◆ **Exercise goal**
Retype all entries exactly as they stand, excluding pictures.
◆ ◆ ◆ ◆
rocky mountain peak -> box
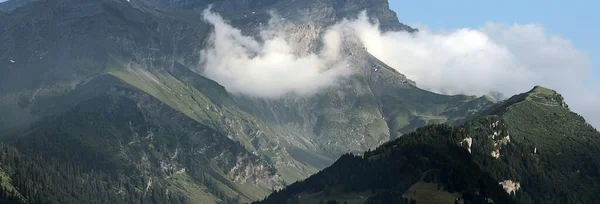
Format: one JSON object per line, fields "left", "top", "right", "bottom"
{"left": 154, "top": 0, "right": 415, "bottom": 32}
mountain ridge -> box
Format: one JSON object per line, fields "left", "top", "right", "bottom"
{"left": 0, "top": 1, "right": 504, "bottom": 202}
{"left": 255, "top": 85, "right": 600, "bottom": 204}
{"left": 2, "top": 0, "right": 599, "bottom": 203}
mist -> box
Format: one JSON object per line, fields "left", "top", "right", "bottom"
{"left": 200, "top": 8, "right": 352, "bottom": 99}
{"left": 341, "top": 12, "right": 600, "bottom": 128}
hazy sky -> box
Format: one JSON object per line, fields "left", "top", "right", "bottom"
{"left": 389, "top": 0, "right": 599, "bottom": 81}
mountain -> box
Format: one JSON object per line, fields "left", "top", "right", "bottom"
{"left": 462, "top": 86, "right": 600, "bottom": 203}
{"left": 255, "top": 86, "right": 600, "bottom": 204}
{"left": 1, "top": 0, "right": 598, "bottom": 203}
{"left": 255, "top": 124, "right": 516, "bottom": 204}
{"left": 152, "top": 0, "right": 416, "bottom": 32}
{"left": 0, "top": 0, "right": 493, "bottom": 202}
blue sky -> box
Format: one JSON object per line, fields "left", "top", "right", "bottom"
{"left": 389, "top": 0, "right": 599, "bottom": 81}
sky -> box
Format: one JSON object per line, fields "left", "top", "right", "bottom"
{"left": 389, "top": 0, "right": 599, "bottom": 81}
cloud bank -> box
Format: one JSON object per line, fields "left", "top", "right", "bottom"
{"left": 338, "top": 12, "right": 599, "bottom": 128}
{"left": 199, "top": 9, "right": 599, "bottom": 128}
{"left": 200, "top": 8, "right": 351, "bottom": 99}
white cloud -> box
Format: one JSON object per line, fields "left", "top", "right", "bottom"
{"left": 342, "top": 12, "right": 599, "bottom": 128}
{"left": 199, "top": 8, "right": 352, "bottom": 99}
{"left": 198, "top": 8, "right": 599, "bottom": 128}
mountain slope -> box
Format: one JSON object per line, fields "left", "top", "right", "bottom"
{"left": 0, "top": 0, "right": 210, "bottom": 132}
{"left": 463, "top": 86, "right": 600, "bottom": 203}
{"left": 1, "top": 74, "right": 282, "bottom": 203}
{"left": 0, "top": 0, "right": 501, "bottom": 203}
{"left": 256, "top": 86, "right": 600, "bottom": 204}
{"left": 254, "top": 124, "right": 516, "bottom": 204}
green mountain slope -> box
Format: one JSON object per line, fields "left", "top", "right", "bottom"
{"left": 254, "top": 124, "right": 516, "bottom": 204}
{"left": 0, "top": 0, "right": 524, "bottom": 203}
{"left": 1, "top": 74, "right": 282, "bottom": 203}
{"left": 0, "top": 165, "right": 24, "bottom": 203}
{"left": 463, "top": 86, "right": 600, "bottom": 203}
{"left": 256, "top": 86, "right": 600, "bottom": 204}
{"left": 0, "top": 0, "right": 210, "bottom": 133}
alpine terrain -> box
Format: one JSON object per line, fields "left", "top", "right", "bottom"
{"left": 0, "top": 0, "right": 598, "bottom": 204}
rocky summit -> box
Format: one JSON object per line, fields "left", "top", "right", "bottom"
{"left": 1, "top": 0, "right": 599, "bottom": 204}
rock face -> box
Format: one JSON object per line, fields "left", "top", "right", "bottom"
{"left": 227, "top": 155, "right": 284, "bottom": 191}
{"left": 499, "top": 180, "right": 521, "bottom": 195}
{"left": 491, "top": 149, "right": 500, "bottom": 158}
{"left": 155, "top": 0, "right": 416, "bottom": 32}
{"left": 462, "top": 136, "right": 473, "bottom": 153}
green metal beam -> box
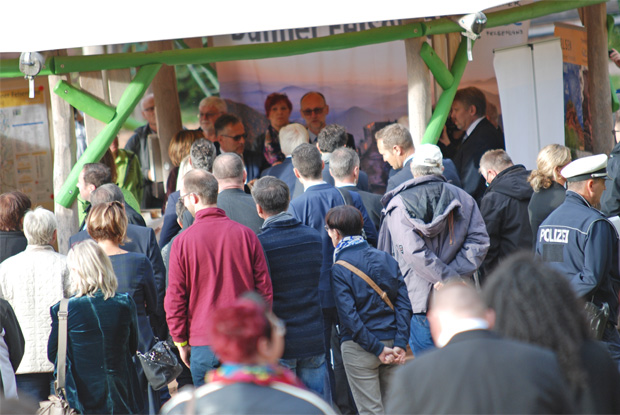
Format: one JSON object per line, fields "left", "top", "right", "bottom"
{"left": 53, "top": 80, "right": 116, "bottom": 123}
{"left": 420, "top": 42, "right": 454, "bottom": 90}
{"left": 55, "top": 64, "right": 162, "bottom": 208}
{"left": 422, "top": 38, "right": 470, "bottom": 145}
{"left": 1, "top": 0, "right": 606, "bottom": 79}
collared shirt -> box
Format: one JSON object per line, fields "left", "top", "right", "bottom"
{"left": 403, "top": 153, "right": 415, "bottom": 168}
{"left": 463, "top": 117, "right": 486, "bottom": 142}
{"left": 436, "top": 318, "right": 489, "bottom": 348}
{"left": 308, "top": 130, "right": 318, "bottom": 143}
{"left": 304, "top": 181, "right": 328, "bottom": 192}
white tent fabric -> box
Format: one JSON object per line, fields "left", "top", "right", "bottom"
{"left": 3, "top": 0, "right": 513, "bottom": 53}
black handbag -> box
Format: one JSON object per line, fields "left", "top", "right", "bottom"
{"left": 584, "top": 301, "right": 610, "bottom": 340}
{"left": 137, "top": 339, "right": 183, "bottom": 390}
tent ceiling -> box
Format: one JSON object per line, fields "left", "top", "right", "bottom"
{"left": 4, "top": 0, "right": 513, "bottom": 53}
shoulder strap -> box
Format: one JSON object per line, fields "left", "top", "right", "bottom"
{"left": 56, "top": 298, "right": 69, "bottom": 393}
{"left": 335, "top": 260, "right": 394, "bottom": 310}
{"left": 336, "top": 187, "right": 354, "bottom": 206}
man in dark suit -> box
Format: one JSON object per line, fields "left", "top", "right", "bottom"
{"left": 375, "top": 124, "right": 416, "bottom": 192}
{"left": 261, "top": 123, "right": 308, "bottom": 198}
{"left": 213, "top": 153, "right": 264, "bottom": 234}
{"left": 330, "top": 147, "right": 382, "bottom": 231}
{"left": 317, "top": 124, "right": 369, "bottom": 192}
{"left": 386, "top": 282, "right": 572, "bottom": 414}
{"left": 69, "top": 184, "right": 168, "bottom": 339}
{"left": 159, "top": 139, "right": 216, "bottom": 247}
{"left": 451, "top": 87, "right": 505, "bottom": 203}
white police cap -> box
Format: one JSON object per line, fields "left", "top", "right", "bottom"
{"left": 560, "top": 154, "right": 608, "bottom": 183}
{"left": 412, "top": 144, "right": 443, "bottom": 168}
◆ ◆ ◆ ◆
◆ **Written answer**
rocky mountain peak -> box
Format: one JSON object per line, fields "left", "top", "right", "bottom"
{"left": 154, "top": 0, "right": 415, "bottom": 32}
mountain ridge -> box
Format: one JSON object per line, fields "left", "top", "right", "bottom"
{"left": 0, "top": 1, "right": 504, "bottom": 202}
{"left": 255, "top": 85, "right": 600, "bottom": 204}
{"left": 2, "top": 0, "right": 599, "bottom": 203}
mist -> box
Format: one JSON object per line, fields "left", "top", "right", "bottom"
{"left": 200, "top": 8, "right": 352, "bottom": 99}
{"left": 341, "top": 12, "right": 600, "bottom": 128}
hazy sky -> box
Format: one JSON object per line, fields "left", "top", "right", "bottom"
{"left": 389, "top": 0, "right": 599, "bottom": 81}
mountain -> box
Format: one JSON object per line, fields "left", "top", "right", "bottom"
{"left": 462, "top": 86, "right": 600, "bottom": 203}
{"left": 255, "top": 86, "right": 600, "bottom": 204}
{"left": 1, "top": 0, "right": 598, "bottom": 203}
{"left": 255, "top": 124, "right": 516, "bottom": 204}
{"left": 152, "top": 0, "right": 416, "bottom": 32}
{"left": 0, "top": 0, "right": 493, "bottom": 202}
blue sky -> box
Format: one JSON object per line, fields "left", "top", "right", "bottom"
{"left": 389, "top": 0, "right": 599, "bottom": 81}
sky -> box
Format: one JSON object per line, fields "left", "top", "right", "bottom"
{"left": 389, "top": 0, "right": 599, "bottom": 81}
cloud bank -> box
Format: one JSON object per line, fields "left", "top", "right", "bottom"
{"left": 338, "top": 12, "right": 599, "bottom": 128}
{"left": 199, "top": 9, "right": 599, "bottom": 128}
{"left": 200, "top": 8, "right": 351, "bottom": 99}
white cloud -> box
Format: one JSON object per line, fields "left", "top", "right", "bottom"
{"left": 342, "top": 12, "right": 599, "bottom": 128}
{"left": 199, "top": 8, "right": 352, "bottom": 99}
{"left": 198, "top": 8, "right": 599, "bottom": 128}
mountain slope -> box
Format: one JSON object per line, fields "left", "top", "right", "bottom"
{"left": 0, "top": 0, "right": 210, "bottom": 132}
{"left": 463, "top": 86, "right": 600, "bottom": 203}
{"left": 1, "top": 74, "right": 282, "bottom": 203}
{"left": 0, "top": 0, "right": 501, "bottom": 203}
{"left": 256, "top": 86, "right": 600, "bottom": 204}
{"left": 254, "top": 124, "right": 516, "bottom": 204}
green mountain slope -> box
Format: one JSON object per line, fields "left", "top", "right", "bottom"
{"left": 254, "top": 124, "right": 516, "bottom": 204}
{"left": 0, "top": 0, "right": 524, "bottom": 203}
{"left": 1, "top": 74, "right": 282, "bottom": 203}
{"left": 0, "top": 165, "right": 24, "bottom": 203}
{"left": 463, "top": 86, "right": 600, "bottom": 203}
{"left": 256, "top": 86, "right": 600, "bottom": 204}
{"left": 0, "top": 0, "right": 210, "bottom": 133}
alpine terrain -> box
Format: one JSON object per line, fields "left", "top", "right", "bottom"
{"left": 0, "top": 0, "right": 598, "bottom": 204}
rocky summit -> box
Format: one JSON object per line, fields "left", "top", "right", "bottom"
{"left": 1, "top": 0, "right": 599, "bottom": 204}
rock face -> box
Format: one JSON object per line, fields "left", "top", "right", "bottom"
{"left": 227, "top": 155, "right": 284, "bottom": 191}
{"left": 499, "top": 180, "right": 521, "bottom": 195}
{"left": 491, "top": 149, "right": 500, "bottom": 158}
{"left": 155, "top": 0, "right": 416, "bottom": 32}
{"left": 462, "top": 136, "right": 473, "bottom": 153}
green metal beam -> box
Format: one JSON object per line, fields "left", "top", "right", "bottom"
{"left": 53, "top": 80, "right": 116, "bottom": 123}
{"left": 420, "top": 42, "right": 454, "bottom": 90}
{"left": 55, "top": 64, "right": 162, "bottom": 208}
{"left": 422, "top": 38, "right": 470, "bottom": 145}
{"left": 1, "top": 0, "right": 606, "bottom": 79}
collared shirt -> box
Format: one JSON object per line, fields "left", "top", "right", "bottom"
{"left": 403, "top": 153, "right": 415, "bottom": 168}
{"left": 463, "top": 117, "right": 486, "bottom": 142}
{"left": 436, "top": 318, "right": 489, "bottom": 348}
{"left": 308, "top": 130, "right": 318, "bottom": 143}
{"left": 304, "top": 181, "right": 328, "bottom": 192}
white tent fabric -> box
Format: one JSON object per line, fields "left", "top", "right", "bottom"
{"left": 3, "top": 0, "right": 513, "bottom": 53}
black handbag -> box
Format: one JSON object per line, fields "left", "top", "right", "bottom"
{"left": 584, "top": 301, "right": 610, "bottom": 340}
{"left": 137, "top": 339, "right": 183, "bottom": 390}
tent ceiling -> box
Format: one JSON object per line, fields "left", "top", "right", "bottom"
{"left": 4, "top": 0, "right": 513, "bottom": 53}
shoulder strap -> box
Format: one JSON object per line, fields "left", "top", "right", "bottom"
{"left": 56, "top": 298, "right": 69, "bottom": 393}
{"left": 335, "top": 260, "right": 394, "bottom": 310}
{"left": 336, "top": 187, "right": 354, "bottom": 206}
man in dark suit -> box
Format: one JSON object per line, fields "left", "top", "right", "bottom"
{"left": 375, "top": 124, "right": 416, "bottom": 192}
{"left": 261, "top": 123, "right": 308, "bottom": 198}
{"left": 213, "top": 153, "right": 264, "bottom": 234}
{"left": 330, "top": 147, "right": 382, "bottom": 231}
{"left": 317, "top": 124, "right": 369, "bottom": 192}
{"left": 386, "top": 282, "right": 572, "bottom": 414}
{"left": 69, "top": 184, "right": 168, "bottom": 339}
{"left": 159, "top": 139, "right": 216, "bottom": 247}
{"left": 451, "top": 87, "right": 505, "bottom": 203}
white police cap -> box
Format: one JSON object per line, fields "left", "top", "right", "bottom"
{"left": 560, "top": 154, "right": 608, "bottom": 183}
{"left": 412, "top": 144, "right": 443, "bottom": 168}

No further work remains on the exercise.